- **WHAT TO WORK ON**: Can you retype all of the data below word for word, leaving the pictures out?

Dataset rows:

☆ ☆ ☆ ☆

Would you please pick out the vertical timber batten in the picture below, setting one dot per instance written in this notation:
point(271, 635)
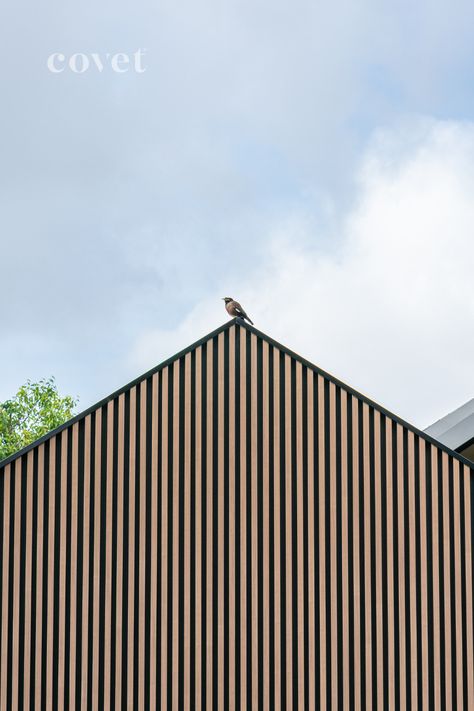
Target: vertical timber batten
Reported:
point(236, 530)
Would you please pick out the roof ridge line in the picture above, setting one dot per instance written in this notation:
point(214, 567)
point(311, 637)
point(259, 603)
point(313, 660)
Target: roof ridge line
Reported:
point(260, 334)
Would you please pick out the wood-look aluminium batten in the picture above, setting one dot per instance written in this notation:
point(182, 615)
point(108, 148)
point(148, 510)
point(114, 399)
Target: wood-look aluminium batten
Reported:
point(236, 530)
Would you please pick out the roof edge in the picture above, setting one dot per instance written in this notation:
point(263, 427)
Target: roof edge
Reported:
point(81, 415)
point(269, 340)
point(359, 395)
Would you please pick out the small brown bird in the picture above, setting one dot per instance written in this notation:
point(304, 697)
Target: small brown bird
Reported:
point(233, 308)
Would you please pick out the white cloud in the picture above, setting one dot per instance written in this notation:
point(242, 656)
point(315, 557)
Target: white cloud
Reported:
point(391, 311)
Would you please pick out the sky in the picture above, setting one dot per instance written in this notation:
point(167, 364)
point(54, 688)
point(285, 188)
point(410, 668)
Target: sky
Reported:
point(313, 160)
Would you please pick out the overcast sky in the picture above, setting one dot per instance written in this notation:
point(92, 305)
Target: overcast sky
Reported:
point(314, 160)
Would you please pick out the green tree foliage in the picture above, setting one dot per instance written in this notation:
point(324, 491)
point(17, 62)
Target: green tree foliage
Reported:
point(36, 409)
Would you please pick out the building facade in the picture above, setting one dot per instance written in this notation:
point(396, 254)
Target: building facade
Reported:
point(236, 530)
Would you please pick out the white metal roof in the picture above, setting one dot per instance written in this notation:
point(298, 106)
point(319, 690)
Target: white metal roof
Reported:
point(455, 429)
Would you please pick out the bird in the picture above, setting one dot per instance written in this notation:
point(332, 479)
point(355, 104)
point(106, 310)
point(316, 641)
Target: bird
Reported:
point(233, 308)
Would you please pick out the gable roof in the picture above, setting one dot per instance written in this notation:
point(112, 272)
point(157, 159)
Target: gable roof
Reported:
point(221, 329)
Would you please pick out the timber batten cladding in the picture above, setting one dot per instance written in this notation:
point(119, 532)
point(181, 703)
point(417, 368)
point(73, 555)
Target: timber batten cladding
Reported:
point(236, 530)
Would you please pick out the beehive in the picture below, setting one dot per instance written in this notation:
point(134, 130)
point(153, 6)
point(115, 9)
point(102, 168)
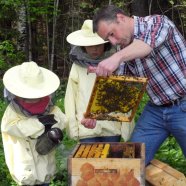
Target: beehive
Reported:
point(114, 96)
point(161, 174)
point(105, 164)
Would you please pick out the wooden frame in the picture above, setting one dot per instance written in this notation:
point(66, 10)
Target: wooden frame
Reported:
point(115, 98)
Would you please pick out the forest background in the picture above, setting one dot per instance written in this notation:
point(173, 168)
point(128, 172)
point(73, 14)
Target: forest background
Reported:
point(36, 30)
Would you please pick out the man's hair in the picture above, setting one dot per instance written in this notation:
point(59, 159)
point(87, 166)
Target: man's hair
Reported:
point(107, 13)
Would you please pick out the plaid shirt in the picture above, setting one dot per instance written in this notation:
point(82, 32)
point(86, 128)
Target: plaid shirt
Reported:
point(165, 66)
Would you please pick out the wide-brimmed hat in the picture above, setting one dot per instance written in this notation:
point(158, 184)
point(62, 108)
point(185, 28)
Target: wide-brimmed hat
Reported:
point(85, 36)
point(28, 80)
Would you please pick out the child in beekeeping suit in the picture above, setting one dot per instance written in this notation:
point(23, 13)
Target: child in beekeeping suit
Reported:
point(88, 49)
point(32, 125)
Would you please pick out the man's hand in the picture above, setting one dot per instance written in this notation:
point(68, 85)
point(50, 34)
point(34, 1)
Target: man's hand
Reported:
point(47, 119)
point(88, 123)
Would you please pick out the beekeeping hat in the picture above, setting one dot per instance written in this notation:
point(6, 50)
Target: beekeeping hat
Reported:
point(28, 80)
point(85, 36)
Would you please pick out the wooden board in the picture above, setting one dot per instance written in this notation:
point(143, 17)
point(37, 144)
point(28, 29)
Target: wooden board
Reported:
point(104, 171)
point(161, 174)
point(114, 96)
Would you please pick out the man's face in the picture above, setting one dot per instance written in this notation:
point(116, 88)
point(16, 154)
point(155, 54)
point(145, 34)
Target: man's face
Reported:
point(117, 32)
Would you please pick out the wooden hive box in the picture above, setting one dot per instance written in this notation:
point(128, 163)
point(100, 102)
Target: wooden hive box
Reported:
point(107, 164)
point(161, 174)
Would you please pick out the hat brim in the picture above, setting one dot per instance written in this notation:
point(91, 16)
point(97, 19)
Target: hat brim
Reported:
point(77, 38)
point(15, 86)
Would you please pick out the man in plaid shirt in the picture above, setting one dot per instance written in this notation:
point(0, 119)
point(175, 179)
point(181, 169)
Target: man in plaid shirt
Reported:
point(151, 47)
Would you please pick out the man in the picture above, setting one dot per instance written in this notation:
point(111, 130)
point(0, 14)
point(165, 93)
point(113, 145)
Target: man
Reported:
point(151, 47)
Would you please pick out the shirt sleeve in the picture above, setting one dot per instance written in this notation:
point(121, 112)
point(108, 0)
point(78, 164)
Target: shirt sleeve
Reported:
point(156, 30)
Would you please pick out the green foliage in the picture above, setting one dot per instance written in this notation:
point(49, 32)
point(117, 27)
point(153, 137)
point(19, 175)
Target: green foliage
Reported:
point(170, 153)
point(9, 56)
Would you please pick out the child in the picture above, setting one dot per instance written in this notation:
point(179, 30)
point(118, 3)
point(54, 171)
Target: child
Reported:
point(88, 49)
point(31, 125)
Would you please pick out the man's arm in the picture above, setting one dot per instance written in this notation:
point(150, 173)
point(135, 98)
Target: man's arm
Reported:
point(137, 49)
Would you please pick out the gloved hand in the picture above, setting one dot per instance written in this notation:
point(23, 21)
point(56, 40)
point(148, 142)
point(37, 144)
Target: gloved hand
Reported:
point(55, 134)
point(47, 119)
point(48, 141)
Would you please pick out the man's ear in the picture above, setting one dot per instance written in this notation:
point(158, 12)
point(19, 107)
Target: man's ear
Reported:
point(120, 17)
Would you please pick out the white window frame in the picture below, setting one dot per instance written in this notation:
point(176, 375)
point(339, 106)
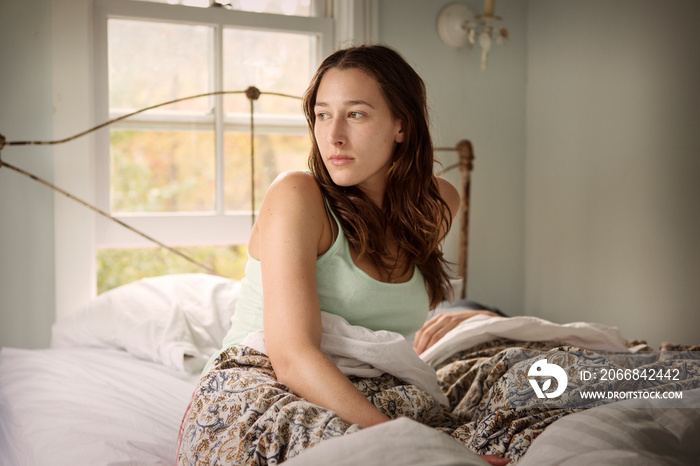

☆ ☆ ☆ ☆

- **EXERCISE ANSWER**:
Would you please pick out the vertical timber batten in the picture below, setting one dot per instance written in this notation:
point(271, 635)
Target: vertical timber batten
Reported:
point(236, 530)
Would you please pick out the roof ridge line in the picture above, setting one dot per instance written in this notation:
point(214, 567)
point(311, 637)
point(259, 603)
point(313, 660)
Target: roof ridge line
Reported:
point(260, 334)
Would you please pick out the wood-look aluminium batten in the picture above, setting one dot per instance written in this notation:
point(182, 615)
point(108, 148)
point(148, 510)
point(114, 399)
Target: wood-look aluminium batten
Reported:
point(236, 530)
Would you please pick out the roof edge in the picture above, setting one dot per instance written in this notation:
point(263, 427)
Target: roof edge
Reported:
point(81, 415)
point(269, 340)
point(359, 395)
Would you please pick out the small brown bird in the picture above, setting one dot per instance written in this notation:
point(304, 697)
Target: small brown bird
Reported:
point(233, 308)
Would you please pick out the white cloud in the picture above, setting one dot per instance written in this notation:
point(242, 656)
point(315, 557)
Target: white cloud
Reported:
point(391, 311)
Would you please pick out the sky in the picture above, setting one dot per instance written in this notation:
point(167, 364)
point(54, 688)
point(285, 188)
point(410, 668)
Target: sky
Reported:
point(313, 160)
Would you please pick out the overcast sky in the picture above, setting one dot per instance written in this notation:
point(92, 305)
Target: overcast sky
Reported:
point(314, 160)
Would you please pick out the green tree foliage in the picture above, setting one dot per instance written in this notation:
point(324, 491)
point(17, 62)
Target: green tree foliage
Reported:
point(36, 409)
Would you please pick out the building facade in the picture above, setting one dot per instance written in this notation:
point(396, 254)
Target: building facade
Reported:
point(236, 530)
Would you please pick out the white metal roof in the picture above, setting one dot per instance written in this notation:
point(298, 106)
point(319, 690)
Target: white metal roof
Reported:
point(455, 429)
Would you please pick out the bird in the picture above, setting one dot per instance written in this notation:
point(332, 479)
point(355, 104)
point(106, 310)
point(316, 641)
Target: bird
Reported:
point(233, 308)
Would you please pick out the gable roof in the picture above, setting one dot per instance written in this notation:
point(112, 272)
point(157, 159)
Target: gable roof
Reported:
point(221, 329)
Would you please pick out the timber batten cladding in the picture above, setting one dot per instance written in this notation:
point(119, 532)
point(181, 703)
point(417, 368)
point(73, 555)
Target: timber batten cladding
Reported:
point(236, 530)
Would you please pick out the beehive in the picture below, setting one dot per instance written in this notation:
point(134, 130)
point(153, 6)
point(115, 9)
point(102, 168)
Target: beehive
Reported:
point(114, 96)
point(161, 174)
point(105, 164)
Would you please pick out the wooden frame in the picture above, setting one dot per instance written in this notation:
point(66, 10)
Target: wooden frame
Reported:
point(115, 98)
Would you please pick out the forest background in the picture above, setting one dot per instance written in this notation:
point(173, 168)
point(128, 172)
point(73, 14)
Target: forest background
Reported:
point(36, 30)
Would you please pick out the man's hair in the picture above, setting one dot per instance written in this notation:
point(59, 159)
point(87, 166)
Target: man's hair
Reported:
point(107, 13)
Would you please pick out the plaid shirt in the picture above, setting one dot per instance written in this notation:
point(82, 32)
point(86, 128)
Target: plaid shirt
Reported:
point(165, 66)
Would you please pick out the wide-brimmed hat in the picture above, setting one dot per instance written in this notation:
point(158, 184)
point(62, 108)
point(185, 28)
Target: wide-brimmed hat
Reported:
point(85, 36)
point(28, 80)
Would you please pick out the child in beekeeping suit in the picture above, setting one dot per instance written in this notation:
point(23, 13)
Target: child in beekeeping suit
Reported:
point(88, 49)
point(32, 125)
Would you please pick out the man's hand in the picture above, setting one dot per instance written in this notation:
point(68, 85)
point(50, 34)
point(34, 1)
Target: man's hand
Reported:
point(47, 119)
point(88, 123)
Would you please pick out the beekeeping hat in the picture above, setting one dot per instance written in this notation:
point(6, 50)
Target: beekeeping hat
Reported:
point(28, 80)
point(85, 36)
Would you please pick out the wooden board in the picture above, setting one dot per instance written in this notation:
point(143, 17)
point(37, 144)
point(28, 29)
Target: wooden board
Reported:
point(104, 171)
point(161, 174)
point(114, 96)
Would you please pick out the man's face in the picture above, setting one dot per instance written in this notation:
point(116, 88)
point(16, 154)
point(155, 54)
point(145, 34)
Target: man's face
Reported:
point(117, 32)
Would you please pick out the wooden hive box in the picture above, setting one dot per instance written in this notation:
point(128, 163)
point(100, 102)
Target: wooden hive box
Reported:
point(107, 164)
point(161, 174)
Would you please pick out the hat brim in the picture above, setting one dot per instance written in this notation:
point(91, 16)
point(97, 19)
Target: hat brim
Reported:
point(77, 38)
point(15, 86)
Would you please pick out the man in plaid shirt in the picture above, setting one dot per instance written in this notation:
point(0, 119)
point(175, 179)
point(181, 169)
Target: man in plaid shirt
Reported:
point(151, 47)
Would you please pick out the man in the picture above, setting one dot per instance written in this notation:
point(111, 130)
point(0, 14)
point(165, 93)
point(113, 145)
Target: man
Reported:
point(151, 47)
Would you please pick out the shirt sleeve in the picture above, setting one dot per instance written in this notation:
point(121, 112)
point(108, 0)
point(78, 164)
Target: shirt sleeve
Reported:
point(156, 30)
Would you please pick out the green foliage in the picture above, setting one dot per instance written in this notation:
point(49, 32)
point(117, 27)
point(153, 137)
point(19, 175)
Target: green foliage
Reported:
point(170, 153)
point(9, 56)
Would you please pick out the child in the picture above, setting one dot per instance written in this notation:
point(179, 30)
point(118, 3)
point(54, 171)
Target: child
Reported:
point(88, 49)
point(31, 125)
Would you please pick out the man's arm in the picture above, setting one dot per instance written in this notation:
point(150, 173)
point(135, 98)
Target: man's arm
Reported:
point(137, 49)
Would you please pick out the gloved hand in the picture above, setting one dot per instance written in this notation:
point(23, 21)
point(56, 40)
point(148, 142)
point(37, 144)
Target: gloved hand
Reported:
point(55, 134)
point(47, 119)
point(48, 141)
Would you please pick out the man's ear in the picture above, setting one dot per instance written in this notation:
point(158, 12)
point(19, 107)
Target: man's ear
Reported:
point(120, 17)
Would you please pick out the white window frame in the picture below, setting one dot per instance written in this notation:
point(176, 375)
point(339, 106)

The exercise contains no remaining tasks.